● **Set exercise 1**
Turn every line of the records (not the passage that comes before them) into a numbered list, skipping blank lines and leaving out the pictures.

*** Passage to read ***

Raymond Carver, The Paris Review, 1983

There was a starting place. There is always one somewhere deep inside our memories that urges us to find stories that resemble those we have encountered, even briefly. My grandfather had a cameo in a film that nobody remembers the name of but it was a story often told and retold in the family. He played a waiter and placed a few cups on a table in that film. A nameless person in a scene he helped complete. That’s a good memory. My grandfather as an everyday person, a server who passed away and yet he will be somewhere in some film. Frozen in time.

I have witnessed the shaft of light that came from a room somewhere and transformed into stories. In those days, there would be a projectionist operating these giant machines. We thought then that he was a magician, a storyteller, a person who understood loneliness and provided us with worlds to which we could escape. Perhaps he understood that longing is beyond the idea of time. That’s how we learned to imagine.

I called my aunt, the keeper of memories, to ask about my grandfather.

“Was he a junior artist?”

“He was an actor. It takes a lot to become someone else even if it lasts only for a few seconds,” she said.

My aunt went on to talk about her love for cinema. There used to be a magazine called Screen then, which they brought home. My father and uncles took a train to Varanasi to watch the first show of new releases. They fashioned their clothes after the actors. My aunt fell in love with Rajesh Khanna, even slashed her wrists when she came to know he had married. That was some love. It takes a lot to be in love with someone you only see on screen who is never himself and always someone else.

Cinema was real and unreal. Before the multiplex world order came in with all its class and other hierarchies, single-screen theatres were social spaces where everyone sat next to each other and let themselves be moved by the story on the screen. In 2011, digital came in. Endings, when they come, are brutal. But memory with all its deceptions is a counterforce. Like cinema.

I was an outsider who had only seen the stars on the screen. I was one of those who learned late in life to not walk out of the theatre before reading the entire film credits. I often wondered who these people were and if there were others who were out of the privileged space of the marquee. Was my grandfather mentioned? His name is Rajendra Prasad. Just for the record. Just so that even though I don’t know the film he was in for a few seconds, I have vindicated myself with this.

When I first met Aradhana Seth, I was in awe of the scale of work that goes into building a world that we, as audience, enter. There must be intrigue and familiarity. And then, there was the invisibility clause and the question of ego.

*** Material provided ***

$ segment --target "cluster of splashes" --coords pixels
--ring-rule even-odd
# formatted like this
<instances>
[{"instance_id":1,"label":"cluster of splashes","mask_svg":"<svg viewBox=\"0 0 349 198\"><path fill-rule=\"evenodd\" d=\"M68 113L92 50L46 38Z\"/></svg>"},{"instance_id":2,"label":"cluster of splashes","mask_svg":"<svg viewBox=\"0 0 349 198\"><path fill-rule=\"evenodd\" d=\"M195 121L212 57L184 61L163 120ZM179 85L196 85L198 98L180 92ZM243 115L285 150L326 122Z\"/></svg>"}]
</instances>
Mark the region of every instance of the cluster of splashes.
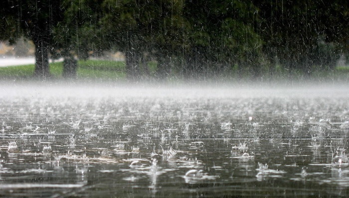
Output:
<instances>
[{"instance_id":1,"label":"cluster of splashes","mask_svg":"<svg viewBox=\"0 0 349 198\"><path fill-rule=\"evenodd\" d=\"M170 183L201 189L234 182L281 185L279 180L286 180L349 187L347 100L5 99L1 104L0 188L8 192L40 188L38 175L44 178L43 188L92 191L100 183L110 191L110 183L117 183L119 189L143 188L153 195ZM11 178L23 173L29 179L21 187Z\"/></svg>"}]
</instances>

***

● **Set exercise 2**
In the passage on cinema, what was the name of the magazine the family brought home?

● **Exercise output 1**
1. $ segment --target "cluster of splashes" --coords pixels
2. --ring-rule even-odd
3. # formatted like this
4. <instances>
5. [{"instance_id":1,"label":"cluster of splashes","mask_svg":"<svg viewBox=\"0 0 349 198\"><path fill-rule=\"evenodd\" d=\"M68 113L92 50L46 38Z\"/></svg>"},{"instance_id":2,"label":"cluster of splashes","mask_svg":"<svg viewBox=\"0 0 349 198\"><path fill-rule=\"evenodd\" d=\"M195 121L212 57L184 61L163 120ZM179 85L196 85L198 98L180 92ZM243 115L285 150L326 122Z\"/></svg>"}]
6. </instances>
7. Mark the region of every instance of the cluster of splashes.
8. Output:
9. <instances>
10. [{"instance_id":1,"label":"cluster of splashes","mask_svg":"<svg viewBox=\"0 0 349 198\"><path fill-rule=\"evenodd\" d=\"M170 183L201 189L234 182L281 185L279 180L286 180L349 187L347 100L5 99L1 104L0 188L8 192L40 188L38 175L44 178L43 188L92 191L100 183L110 191L110 183L117 183L119 189L143 188L153 195ZM11 178L23 173L29 179L21 187Z\"/></svg>"}]
11. </instances>

● **Exercise output 2**
Screen